Return the data below line for line without any changes, but leave the pictures out.

┌─ Data to process

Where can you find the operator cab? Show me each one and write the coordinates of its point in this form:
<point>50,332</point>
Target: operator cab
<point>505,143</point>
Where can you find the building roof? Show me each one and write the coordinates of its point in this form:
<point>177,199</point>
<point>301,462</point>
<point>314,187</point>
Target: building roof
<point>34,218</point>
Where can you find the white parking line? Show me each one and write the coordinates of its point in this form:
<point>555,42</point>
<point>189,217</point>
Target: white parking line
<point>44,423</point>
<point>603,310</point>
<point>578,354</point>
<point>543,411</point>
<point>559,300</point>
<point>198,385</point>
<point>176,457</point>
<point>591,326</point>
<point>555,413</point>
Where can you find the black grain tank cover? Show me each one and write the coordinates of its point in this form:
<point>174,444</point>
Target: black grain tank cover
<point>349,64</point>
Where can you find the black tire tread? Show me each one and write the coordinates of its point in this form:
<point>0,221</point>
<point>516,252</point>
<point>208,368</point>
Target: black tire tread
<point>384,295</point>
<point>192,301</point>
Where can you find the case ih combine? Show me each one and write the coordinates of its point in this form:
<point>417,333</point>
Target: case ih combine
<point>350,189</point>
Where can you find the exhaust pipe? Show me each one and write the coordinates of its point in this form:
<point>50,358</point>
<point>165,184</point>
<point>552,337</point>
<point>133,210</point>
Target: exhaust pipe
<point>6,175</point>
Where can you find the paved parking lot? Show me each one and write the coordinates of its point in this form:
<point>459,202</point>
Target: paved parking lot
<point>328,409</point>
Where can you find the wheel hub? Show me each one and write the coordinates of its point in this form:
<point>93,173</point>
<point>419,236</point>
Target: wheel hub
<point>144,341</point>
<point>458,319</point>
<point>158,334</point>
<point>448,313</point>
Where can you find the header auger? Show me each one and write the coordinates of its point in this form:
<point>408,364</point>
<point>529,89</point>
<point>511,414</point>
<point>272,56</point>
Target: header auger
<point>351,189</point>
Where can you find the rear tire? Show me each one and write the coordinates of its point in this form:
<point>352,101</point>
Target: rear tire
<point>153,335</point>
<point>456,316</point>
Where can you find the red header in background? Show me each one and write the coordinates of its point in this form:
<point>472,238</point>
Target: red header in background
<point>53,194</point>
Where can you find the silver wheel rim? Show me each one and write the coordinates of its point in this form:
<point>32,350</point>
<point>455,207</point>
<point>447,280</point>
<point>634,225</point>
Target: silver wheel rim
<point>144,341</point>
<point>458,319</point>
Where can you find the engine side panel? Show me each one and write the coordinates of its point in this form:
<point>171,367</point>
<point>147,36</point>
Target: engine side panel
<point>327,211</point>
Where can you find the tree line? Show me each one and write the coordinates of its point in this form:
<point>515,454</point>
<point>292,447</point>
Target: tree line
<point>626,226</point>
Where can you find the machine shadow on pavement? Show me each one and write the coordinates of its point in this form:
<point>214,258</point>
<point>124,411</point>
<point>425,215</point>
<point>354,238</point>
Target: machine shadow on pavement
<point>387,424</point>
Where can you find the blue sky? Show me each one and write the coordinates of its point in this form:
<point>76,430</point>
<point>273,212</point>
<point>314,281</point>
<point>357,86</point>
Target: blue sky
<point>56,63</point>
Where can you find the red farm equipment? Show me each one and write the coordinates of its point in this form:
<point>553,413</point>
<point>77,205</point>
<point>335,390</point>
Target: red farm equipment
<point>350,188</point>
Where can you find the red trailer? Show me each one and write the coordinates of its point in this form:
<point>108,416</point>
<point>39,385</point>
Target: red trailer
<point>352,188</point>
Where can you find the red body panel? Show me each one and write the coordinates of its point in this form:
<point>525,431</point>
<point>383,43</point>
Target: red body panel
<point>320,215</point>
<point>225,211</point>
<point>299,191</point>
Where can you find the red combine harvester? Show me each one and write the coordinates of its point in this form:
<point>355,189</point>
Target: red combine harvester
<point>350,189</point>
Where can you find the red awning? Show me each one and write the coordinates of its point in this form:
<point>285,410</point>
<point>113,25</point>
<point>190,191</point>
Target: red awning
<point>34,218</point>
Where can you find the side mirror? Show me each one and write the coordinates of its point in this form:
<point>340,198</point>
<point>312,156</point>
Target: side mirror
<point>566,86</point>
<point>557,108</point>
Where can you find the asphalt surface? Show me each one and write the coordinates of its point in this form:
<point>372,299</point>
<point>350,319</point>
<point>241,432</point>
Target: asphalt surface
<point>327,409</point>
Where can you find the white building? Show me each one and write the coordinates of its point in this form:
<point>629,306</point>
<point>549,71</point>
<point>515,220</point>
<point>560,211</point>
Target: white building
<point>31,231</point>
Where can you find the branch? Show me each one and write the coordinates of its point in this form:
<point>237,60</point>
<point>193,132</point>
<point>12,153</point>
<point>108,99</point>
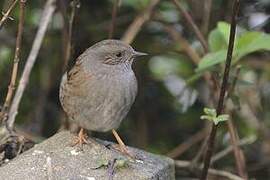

└─

* **Answer to this task**
Where can you find the operator cab? Show me each one and write the coordinates of its point in this form:
<point>50,332</point>
Target: operator cab
<point>505,143</point>
Where can you find the building roof? Show me each one and write the coordinates of its point in this form:
<point>177,199</point>
<point>301,462</point>
<point>314,187</point>
Target: building roof
<point>34,218</point>
Where can you find the white parking line? Show me each one and write the coordinates of its point in this form:
<point>555,42</point>
<point>189,217</point>
Target: white parking line
<point>44,423</point>
<point>603,310</point>
<point>578,354</point>
<point>543,411</point>
<point>559,300</point>
<point>198,385</point>
<point>176,457</point>
<point>591,326</point>
<point>555,413</point>
Where can you find the black grain tank cover? Show me each one and write the coordinates of its point in this form:
<point>174,444</point>
Target: black grain tank cover
<point>349,64</point>
Where can you find the black tire tread? Show me each one and write the coordinates of its point in this form:
<point>0,221</point>
<point>516,252</point>
<point>208,368</point>
Target: black tire tread
<point>384,295</point>
<point>192,301</point>
Where can you find the case ih combine? Show me each one and write the coordinates of its point in this form:
<point>417,333</point>
Target: case ih combine
<point>350,189</point>
Where can you find the exhaust pipe? Show me each one and write the coordinates of its point in this form:
<point>50,358</point>
<point>165,184</point>
<point>552,337</point>
<point>133,210</point>
Target: exhaust pipe
<point>6,175</point>
Where can you find the paved parking lot? Show me each one and write the coordinates of its point in this form:
<point>459,202</point>
Target: paved parking lot
<point>328,409</point>
Where can you find the wheel hub? Show me each one and write the coordinates of its point in this form:
<point>93,173</point>
<point>419,236</point>
Target: wheel hub
<point>144,341</point>
<point>458,319</point>
<point>158,334</point>
<point>448,313</point>
Where can you find the header auger? Show me each one and write the coordinates of its point in this form:
<point>408,364</point>
<point>529,89</point>
<point>511,414</point>
<point>272,56</point>
Target: header auger
<point>351,189</point>
Where can you find the rear tire? Show me each one and write the coordinates of its point in this form:
<point>352,101</point>
Target: rear tire
<point>153,335</point>
<point>456,316</point>
Where can you find the red header in background? Show me each one and write the coordinates of its point in this form:
<point>472,238</point>
Target: red header in background
<point>53,194</point>
Where can you find the silver wheel rim? Show me each one and write the coordinates of its point in this form:
<point>32,350</point>
<point>455,207</point>
<point>447,280</point>
<point>634,225</point>
Target: silver wheel rim
<point>144,341</point>
<point>458,319</point>
Where can you find the engine side panel? Show me each one and write the coordinates of its point in this form:
<point>171,367</point>
<point>147,36</point>
Target: engine side panel
<point>327,211</point>
Where can you find the tree line? Show me each one and write the coordinates of its point in this form:
<point>515,454</point>
<point>292,447</point>
Target: tree line
<point>626,226</point>
Where can you find the machine shadow on pavement? Show me each one and write the coordinates of its point in this form:
<point>214,258</point>
<point>124,411</point>
<point>425,215</point>
<point>354,238</point>
Target: machine shadow on pavement
<point>387,424</point>
Where can you find the blue sky? Show me each one and write the coordinates of its point in this form:
<point>76,430</point>
<point>273,212</point>
<point>314,281</point>
<point>357,86</point>
Target: blue sky
<point>56,63</point>
Where can you find the red farm equipment? Show me each one and write the coordinates of its point in this form:
<point>553,413</point>
<point>77,205</point>
<point>335,390</point>
Target: red farm equipment
<point>350,188</point>
Where can you find the red trailer? Show me each one and write the coordinates of its point in this form:
<point>108,416</point>
<point>39,385</point>
Target: red trailer
<point>352,188</point>
Where can you find the red body panel? Show me each one and write the coordinates of its point in this form:
<point>525,431</point>
<point>383,43</point>
Target: red body panel
<point>320,215</point>
<point>225,211</point>
<point>299,191</point>
Where can you find the red combine harvester? Show me each one and write the coordinates of its point in this form:
<point>355,189</point>
Target: red combine harvester
<point>350,189</point>
Where can you find the red awning? Show me each one and write the coordinates of its point in this form:
<point>285,410</point>
<point>113,25</point>
<point>190,191</point>
Target: red awning
<point>34,218</point>
Where can you find the side mirror? Show me each one and write the coordinates of its point in this form:
<point>340,198</point>
<point>312,156</point>
Target: side mirror
<point>566,86</point>
<point>557,108</point>
Where can you find the asphalt surface? Show me each one and write the coordinates of its point in this form:
<point>372,299</point>
<point>350,319</point>
<point>241,432</point>
Target: asphalt surface
<point>327,409</point>
Where can you find the white building? Show me each one and write the coordinates of its point in this form:
<point>629,306</point>
<point>549,71</point>
<point>515,220</point>
<point>560,211</point>
Target: white building
<point>31,231</point>
Where can you find the branch? Show me each one and write the coordinates of its point in this form:
<point>237,60</point>
<point>193,132</point>
<point>12,153</point>
<point>108,99</point>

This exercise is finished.